* _Instructions to follow_: Recast every one of the records below as a two-column CSV with the header text,answer and one row per record. Put each record's text and its answer in a single quoted field, turn line breaks into spaces, and leave the pictures out.

Pointing records
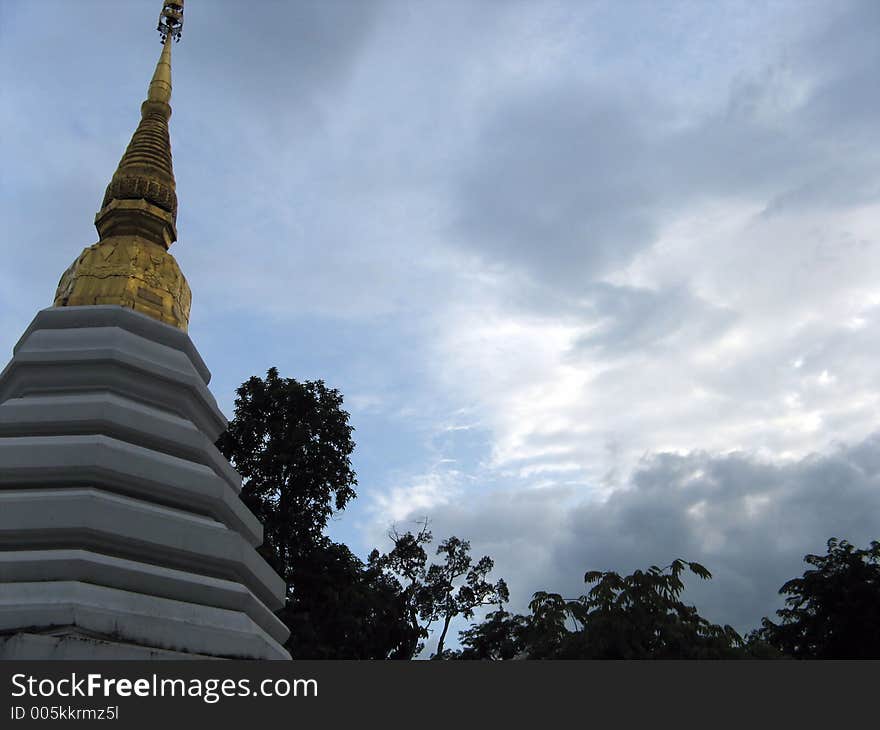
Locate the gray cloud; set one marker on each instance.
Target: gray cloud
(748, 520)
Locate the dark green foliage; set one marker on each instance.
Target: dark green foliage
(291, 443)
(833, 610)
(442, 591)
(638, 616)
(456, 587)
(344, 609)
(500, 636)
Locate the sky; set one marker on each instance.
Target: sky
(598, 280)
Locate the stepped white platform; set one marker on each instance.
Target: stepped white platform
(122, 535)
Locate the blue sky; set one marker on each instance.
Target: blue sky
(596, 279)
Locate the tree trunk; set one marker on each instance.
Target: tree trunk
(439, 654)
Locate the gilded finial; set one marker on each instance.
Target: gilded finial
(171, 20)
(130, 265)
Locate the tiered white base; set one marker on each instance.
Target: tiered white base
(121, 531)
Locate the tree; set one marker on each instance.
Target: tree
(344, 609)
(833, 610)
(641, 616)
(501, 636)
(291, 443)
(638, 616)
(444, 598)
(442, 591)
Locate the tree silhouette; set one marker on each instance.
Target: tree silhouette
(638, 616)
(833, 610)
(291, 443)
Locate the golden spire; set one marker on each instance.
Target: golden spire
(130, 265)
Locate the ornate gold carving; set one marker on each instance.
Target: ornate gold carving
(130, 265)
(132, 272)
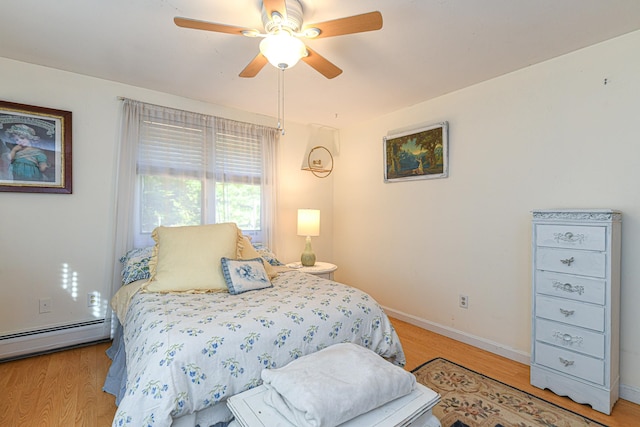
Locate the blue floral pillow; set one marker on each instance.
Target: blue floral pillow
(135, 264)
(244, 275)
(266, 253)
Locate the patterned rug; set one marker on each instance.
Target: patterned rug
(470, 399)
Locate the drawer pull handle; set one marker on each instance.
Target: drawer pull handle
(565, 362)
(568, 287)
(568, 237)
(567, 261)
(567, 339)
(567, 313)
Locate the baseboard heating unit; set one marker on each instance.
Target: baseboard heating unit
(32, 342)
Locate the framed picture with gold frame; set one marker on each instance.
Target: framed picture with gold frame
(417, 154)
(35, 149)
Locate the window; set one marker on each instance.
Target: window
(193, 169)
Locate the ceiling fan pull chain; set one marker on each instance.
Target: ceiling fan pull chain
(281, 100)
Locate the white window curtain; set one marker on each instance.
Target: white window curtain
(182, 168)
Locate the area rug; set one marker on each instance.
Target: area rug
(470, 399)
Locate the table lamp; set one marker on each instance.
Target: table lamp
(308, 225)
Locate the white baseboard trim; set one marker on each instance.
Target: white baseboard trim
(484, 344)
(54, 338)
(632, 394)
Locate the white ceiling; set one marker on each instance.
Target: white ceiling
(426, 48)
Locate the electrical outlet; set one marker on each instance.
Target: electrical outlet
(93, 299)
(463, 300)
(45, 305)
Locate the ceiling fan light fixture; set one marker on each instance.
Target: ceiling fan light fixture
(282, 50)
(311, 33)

* _Problem solution_:
text,answer
"Locate the gray cloud; set one marker on each instance. Target: gray cloud","(748, 520)"
"Locate the dark green foliage; set one marker on each instance. Target: dark green foliage","(291, 443) (833, 610) (442, 591) (638, 616) (456, 587) (344, 609) (500, 636)"
"Locate the sky; set one marker on each instance. Target: sky","(598, 280)"
"Locate the stepped white platform; set one marker on each instance. Target: stepped white platform","(122, 535)"
"Locate the blue sky; set one marker on each instance. Target: blue sky","(596, 279)"
"Locate the tree trunk; set one marker on each instance. Target: tree trunk","(439, 654)"
"Locate the gilded finial; set one marker on each instance. Target: gilded finial","(171, 20) (130, 265)"
"Locate the tiered white base; set one marker on each instance. Target: tiered white base","(121, 531)"
"Locate the tree; set one marker on each instance. Target: tree","(344, 609) (833, 610) (641, 616) (501, 636) (291, 443) (638, 616) (444, 598) (442, 591)"
"Locate the tree silhouette; set one marker on each instance. Target: tree silhouette","(638, 616) (833, 610) (291, 443)"
"Locate the golden spire; set one marker on each instance. Target: golden spire","(130, 265)"
"Locate the ornate gold carving; set one marker on each instance. Target: ornate gold carving","(130, 265) (132, 272)"
"Locate the blue floral pillow; set one marker on each instance. Target: blue floral pillow","(135, 264) (244, 275) (266, 253)"
"Locate the patterned rug; set one marker on each instance. Target: patterned rug","(470, 399)"
"Locate the drawer pull handle; set one marker on each instance. Target: drawer pull handle","(565, 362) (568, 287) (568, 237) (567, 261) (567, 339) (567, 313)"
"Locate the baseboard heating unit; set one marker on each instance. Target: baseboard heating unit","(32, 342)"
"Locate the framed picture with gold frame; set one marker on each instance. Target: framed picture with gold frame","(417, 154) (35, 149)"
"Locate the window; set one marker on each instance. Target: window","(193, 169)"
"Locate the ceiling fan pull chain; set one marker on each instance. Target: ceiling fan pull chain","(281, 100)"
"Locate the white window curtain; set one marker on each instance. Target: white window curtain","(182, 168)"
"Locate the area rug; set one marker on each instance. Target: area rug","(470, 399)"
"Locate the table lamp; set one marker on each instance. Target: table lamp","(308, 225)"
"Locate the white baseboard trim; set one marker on each instance. Target: white baseboard trim","(484, 344) (54, 338) (632, 394)"
"Locate the white ceiling; set one marker on each instance. Target: white ceiling","(426, 48)"
"Locate the electrical outlet; set one marker on each instance. Target: electrical outlet","(93, 299) (463, 300) (45, 305)"
"Locate the ceiling fan light fixture; set one marker on each instance. Target: ceiling fan light fixture","(282, 50) (311, 33)"